── Stored records

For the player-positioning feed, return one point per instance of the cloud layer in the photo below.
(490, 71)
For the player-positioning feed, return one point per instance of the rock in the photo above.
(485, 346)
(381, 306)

────

__What is being asked__
Reproduce every line of the material above, requests included, but multiply each coordinate in the answers by 2.15. Round each result to the nearest whole number, with halves rounding up.

__Response__
For the player-positioning feed, return one point per instance of the cloud layer in the photo below.
(1054, 153)
For the player-positioning feed, return one point per instance of the rock in the photo above.
(1043, 744)
(819, 658)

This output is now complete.